New technologies have led to quantum leaps in regenerative medicine, including the ability to engineer human tissue. Next, researchers hope to grow new organs in the lab.
Many doctors have specialties, but Dr. Francois Auger has an unconventional one: growing human skin.
Dr. Auger leads a team of researchers at one of Canada’s top tissue engineering laboratories, the Laboratoire d’Organogénèse Expérimentale (LOEX). Together, they are using cutting edge stem cell technologies to take regenerative medicine to a new level. Their goal? To one day replace worn-out body parts with organs grown in a lab.
Dr. Auger and his colleagues’ area of expertise is human skin, but they are also developing techniques to create other body parts, including blood vessels, lungs and bladders, corneas, and ligaments. Dr. Auger believes that this is the medicine of the 21st century, and his ambitions include eventually regrowing parts of a human brain.
“For instance, we could do something for Parkinson’s disease because it’s located in one part of the brain,” he told reporters during an interview at his new laboratory in Quebec City.

__________________________________________________

## Exercise tasks
[a] Please explain in one to three sentences why Dr. Auger thinks something could be done for Parkinson's disease, according to the tissue engineering article.
[b] Continue the tissue engineering article from its last sentence.
The records are separate material and have no connection to the tissue engineering article.

__________________________________________________

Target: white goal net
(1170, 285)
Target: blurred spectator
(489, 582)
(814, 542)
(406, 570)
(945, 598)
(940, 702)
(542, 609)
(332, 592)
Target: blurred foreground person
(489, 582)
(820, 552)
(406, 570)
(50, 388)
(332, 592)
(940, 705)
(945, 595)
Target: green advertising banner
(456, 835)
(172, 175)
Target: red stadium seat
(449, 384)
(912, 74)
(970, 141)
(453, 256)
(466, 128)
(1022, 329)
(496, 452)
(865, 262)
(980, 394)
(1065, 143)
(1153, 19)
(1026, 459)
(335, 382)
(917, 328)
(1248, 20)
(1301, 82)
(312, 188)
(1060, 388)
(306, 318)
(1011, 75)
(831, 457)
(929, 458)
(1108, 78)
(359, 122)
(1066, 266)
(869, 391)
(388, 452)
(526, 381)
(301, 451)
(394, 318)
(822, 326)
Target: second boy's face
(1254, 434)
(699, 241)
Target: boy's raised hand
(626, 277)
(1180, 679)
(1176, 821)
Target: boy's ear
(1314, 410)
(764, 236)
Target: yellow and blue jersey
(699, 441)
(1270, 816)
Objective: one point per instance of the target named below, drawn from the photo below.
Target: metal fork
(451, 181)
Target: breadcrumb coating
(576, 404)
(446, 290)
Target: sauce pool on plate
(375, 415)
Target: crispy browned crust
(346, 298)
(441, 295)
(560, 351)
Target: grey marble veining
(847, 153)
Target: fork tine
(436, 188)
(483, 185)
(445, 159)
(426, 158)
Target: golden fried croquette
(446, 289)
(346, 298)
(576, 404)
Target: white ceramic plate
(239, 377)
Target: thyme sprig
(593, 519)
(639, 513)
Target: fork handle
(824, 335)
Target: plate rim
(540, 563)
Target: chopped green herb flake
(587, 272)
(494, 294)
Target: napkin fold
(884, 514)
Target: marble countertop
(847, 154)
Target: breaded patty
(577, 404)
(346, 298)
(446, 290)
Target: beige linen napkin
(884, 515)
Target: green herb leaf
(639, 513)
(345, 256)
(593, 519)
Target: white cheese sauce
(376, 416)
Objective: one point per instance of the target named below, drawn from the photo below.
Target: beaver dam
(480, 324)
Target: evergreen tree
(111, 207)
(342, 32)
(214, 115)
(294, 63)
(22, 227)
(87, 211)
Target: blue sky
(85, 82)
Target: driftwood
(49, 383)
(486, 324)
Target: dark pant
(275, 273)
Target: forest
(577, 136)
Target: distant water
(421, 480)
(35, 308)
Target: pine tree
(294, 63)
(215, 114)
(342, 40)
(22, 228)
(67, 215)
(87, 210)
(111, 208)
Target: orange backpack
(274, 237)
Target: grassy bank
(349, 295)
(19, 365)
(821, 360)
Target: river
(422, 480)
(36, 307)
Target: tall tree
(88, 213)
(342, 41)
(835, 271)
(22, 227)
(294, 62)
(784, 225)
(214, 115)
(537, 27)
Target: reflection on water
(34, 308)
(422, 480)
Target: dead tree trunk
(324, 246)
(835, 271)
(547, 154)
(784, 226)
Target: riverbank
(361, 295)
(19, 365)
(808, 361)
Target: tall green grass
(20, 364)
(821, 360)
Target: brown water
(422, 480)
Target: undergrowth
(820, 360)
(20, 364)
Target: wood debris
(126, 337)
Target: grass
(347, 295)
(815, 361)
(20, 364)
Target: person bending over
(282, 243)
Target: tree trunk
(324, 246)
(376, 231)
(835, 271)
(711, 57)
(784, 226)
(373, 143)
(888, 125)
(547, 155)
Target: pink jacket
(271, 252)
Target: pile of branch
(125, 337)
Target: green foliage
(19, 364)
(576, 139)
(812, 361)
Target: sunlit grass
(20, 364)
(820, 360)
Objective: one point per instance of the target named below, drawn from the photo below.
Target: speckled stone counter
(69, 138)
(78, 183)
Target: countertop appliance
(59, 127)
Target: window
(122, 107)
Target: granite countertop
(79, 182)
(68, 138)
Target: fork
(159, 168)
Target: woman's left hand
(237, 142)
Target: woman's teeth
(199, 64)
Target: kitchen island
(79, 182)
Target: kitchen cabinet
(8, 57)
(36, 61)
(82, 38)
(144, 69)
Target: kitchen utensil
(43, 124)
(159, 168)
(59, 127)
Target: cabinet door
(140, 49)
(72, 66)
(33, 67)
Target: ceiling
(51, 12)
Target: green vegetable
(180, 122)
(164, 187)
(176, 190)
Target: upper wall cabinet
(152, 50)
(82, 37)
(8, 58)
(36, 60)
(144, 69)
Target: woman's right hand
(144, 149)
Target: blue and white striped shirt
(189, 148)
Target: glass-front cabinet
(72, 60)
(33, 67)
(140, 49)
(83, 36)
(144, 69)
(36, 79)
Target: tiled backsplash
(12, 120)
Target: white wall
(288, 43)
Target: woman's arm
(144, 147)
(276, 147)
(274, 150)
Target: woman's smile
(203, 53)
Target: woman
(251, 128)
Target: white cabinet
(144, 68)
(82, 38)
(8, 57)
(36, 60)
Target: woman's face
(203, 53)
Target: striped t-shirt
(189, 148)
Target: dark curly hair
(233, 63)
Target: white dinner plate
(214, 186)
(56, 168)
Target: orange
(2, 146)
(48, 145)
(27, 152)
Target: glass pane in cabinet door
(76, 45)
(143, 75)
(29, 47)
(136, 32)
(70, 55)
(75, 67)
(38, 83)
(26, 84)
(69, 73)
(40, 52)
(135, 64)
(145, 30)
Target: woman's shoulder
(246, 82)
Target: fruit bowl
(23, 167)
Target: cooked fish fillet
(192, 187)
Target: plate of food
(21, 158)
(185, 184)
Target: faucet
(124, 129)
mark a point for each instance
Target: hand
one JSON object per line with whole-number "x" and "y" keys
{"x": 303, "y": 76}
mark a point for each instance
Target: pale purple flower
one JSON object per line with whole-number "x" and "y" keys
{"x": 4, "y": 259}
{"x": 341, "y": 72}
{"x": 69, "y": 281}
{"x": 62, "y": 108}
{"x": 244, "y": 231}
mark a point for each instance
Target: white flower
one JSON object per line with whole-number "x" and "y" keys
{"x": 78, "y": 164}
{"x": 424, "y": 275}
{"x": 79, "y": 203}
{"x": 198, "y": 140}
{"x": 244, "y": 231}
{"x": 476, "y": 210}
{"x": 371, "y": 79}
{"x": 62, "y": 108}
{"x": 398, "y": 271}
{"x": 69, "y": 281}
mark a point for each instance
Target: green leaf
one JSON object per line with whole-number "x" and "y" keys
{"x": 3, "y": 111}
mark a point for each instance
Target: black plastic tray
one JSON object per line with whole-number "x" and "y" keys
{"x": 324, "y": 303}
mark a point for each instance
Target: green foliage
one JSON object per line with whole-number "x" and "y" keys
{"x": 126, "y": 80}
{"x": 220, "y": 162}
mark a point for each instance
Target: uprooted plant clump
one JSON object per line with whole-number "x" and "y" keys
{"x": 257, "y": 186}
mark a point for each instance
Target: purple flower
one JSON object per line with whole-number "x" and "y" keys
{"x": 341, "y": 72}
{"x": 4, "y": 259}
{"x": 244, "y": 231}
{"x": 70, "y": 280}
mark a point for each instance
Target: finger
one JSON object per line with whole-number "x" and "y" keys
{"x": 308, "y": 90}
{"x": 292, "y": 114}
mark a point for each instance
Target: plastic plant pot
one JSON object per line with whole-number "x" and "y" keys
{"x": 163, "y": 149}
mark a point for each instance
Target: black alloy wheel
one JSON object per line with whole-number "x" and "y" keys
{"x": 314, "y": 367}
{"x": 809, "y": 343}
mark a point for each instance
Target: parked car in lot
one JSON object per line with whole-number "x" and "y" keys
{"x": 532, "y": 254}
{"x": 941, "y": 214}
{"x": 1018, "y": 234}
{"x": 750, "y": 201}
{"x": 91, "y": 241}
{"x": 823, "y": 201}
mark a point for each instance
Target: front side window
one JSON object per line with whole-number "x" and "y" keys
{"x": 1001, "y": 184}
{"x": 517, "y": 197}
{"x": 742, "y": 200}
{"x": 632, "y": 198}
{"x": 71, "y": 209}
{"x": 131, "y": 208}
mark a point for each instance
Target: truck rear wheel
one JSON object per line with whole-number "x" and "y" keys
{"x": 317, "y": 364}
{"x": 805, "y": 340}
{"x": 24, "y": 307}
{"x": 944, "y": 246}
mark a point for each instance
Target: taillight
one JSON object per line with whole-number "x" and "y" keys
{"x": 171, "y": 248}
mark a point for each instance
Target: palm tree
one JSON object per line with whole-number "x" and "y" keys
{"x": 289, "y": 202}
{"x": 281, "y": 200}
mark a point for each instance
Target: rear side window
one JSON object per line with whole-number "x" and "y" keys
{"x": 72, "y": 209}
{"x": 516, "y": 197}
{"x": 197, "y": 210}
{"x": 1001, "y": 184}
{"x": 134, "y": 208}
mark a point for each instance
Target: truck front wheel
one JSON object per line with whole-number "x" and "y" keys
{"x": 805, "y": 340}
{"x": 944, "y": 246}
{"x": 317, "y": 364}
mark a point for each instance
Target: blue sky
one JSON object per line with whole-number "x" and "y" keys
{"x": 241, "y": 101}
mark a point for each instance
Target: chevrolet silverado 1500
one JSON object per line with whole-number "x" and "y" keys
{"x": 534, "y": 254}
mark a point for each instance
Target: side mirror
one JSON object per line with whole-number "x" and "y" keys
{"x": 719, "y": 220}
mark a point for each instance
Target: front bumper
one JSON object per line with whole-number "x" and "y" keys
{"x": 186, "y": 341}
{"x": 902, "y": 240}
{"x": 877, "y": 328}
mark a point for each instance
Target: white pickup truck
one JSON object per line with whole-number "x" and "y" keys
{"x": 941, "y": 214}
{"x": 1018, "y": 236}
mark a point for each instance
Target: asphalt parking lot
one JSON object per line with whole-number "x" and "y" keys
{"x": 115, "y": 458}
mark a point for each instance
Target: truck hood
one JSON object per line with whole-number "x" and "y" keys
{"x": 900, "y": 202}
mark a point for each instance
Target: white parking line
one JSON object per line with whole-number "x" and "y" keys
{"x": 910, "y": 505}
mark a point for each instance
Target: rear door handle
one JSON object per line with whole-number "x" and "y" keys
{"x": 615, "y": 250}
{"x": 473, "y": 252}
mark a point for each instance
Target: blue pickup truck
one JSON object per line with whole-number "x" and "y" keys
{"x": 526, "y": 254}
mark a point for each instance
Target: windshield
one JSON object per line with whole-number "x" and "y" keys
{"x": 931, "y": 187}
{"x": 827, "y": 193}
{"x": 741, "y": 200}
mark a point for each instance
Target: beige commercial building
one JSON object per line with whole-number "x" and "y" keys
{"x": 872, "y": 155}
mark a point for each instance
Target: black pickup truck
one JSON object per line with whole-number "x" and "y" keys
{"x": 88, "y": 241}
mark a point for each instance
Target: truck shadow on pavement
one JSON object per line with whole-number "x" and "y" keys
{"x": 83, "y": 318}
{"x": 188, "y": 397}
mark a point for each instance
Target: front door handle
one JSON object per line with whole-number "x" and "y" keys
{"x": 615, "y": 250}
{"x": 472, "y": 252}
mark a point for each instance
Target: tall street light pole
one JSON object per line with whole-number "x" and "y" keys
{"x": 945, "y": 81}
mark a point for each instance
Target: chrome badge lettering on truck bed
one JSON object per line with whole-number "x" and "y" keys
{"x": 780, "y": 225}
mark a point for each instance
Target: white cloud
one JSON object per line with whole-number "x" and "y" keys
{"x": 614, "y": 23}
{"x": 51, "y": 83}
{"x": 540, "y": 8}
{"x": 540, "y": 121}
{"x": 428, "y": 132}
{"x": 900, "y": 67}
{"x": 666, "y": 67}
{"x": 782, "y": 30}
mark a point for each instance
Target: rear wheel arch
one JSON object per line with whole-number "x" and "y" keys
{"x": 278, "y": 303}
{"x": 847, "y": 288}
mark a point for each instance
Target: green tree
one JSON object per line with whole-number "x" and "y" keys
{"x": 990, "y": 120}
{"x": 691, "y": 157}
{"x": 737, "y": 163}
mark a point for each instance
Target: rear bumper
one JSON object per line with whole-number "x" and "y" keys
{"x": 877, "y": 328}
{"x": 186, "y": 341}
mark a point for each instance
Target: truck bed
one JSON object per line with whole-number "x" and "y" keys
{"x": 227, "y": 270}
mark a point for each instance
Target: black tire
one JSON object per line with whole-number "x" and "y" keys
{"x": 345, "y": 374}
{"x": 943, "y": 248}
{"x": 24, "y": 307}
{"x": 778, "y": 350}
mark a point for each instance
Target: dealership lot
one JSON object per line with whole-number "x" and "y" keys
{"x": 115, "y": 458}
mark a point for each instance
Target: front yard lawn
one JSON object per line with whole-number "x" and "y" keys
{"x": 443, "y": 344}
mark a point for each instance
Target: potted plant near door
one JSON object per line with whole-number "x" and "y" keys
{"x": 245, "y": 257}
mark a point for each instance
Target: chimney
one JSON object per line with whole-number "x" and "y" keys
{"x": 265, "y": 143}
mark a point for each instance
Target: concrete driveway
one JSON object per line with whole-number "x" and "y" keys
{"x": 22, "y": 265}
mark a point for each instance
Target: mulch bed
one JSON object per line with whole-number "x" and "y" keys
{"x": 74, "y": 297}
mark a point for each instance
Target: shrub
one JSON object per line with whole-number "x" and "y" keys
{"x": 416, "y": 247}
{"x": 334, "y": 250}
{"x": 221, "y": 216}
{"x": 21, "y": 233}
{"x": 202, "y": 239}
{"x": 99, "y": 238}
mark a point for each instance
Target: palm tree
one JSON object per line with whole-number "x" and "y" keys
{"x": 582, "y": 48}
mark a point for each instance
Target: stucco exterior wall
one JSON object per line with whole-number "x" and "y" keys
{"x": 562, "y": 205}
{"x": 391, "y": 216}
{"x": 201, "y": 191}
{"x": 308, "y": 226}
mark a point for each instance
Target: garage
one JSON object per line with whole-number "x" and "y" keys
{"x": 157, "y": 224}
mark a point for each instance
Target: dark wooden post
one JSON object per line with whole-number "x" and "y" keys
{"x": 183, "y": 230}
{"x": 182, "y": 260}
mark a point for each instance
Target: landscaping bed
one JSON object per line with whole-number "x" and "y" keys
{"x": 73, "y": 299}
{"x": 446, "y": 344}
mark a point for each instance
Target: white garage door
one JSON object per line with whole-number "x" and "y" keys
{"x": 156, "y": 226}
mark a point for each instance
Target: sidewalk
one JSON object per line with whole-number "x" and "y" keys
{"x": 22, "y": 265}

__________________________________________________

## Results of the exercise
[a] Dr. Auger says something could be done for Parkinson's disease because the disease is located in one part of the brain. This fits his ambition of eventually regrowing parts of a human brain.

[b]
To many, the idea of creating tissues in the lab to repair organs or to recreate new ones seems like something out of a science fiction movie. But, thanks to continued developments in tissue engineering, such fantastical ideas will someday will be a reality, Dr. Auger says.
“In 50 to 100 years from now, it won’t be science fiction. We’ll be able to regrow a hand. It’s going to be very demanding, very expensive and maybe take a few weeks. But wow, think about it,” he said.
Auger stressed that even if only a few organs can be created from scratch, it would transform medicine. “It would be fantastic to offer patients the possibility to regenerate an organ in a few weeks,” he said. “That’s what keeps me going every day. It’s a dream, yes, but a lofty one.”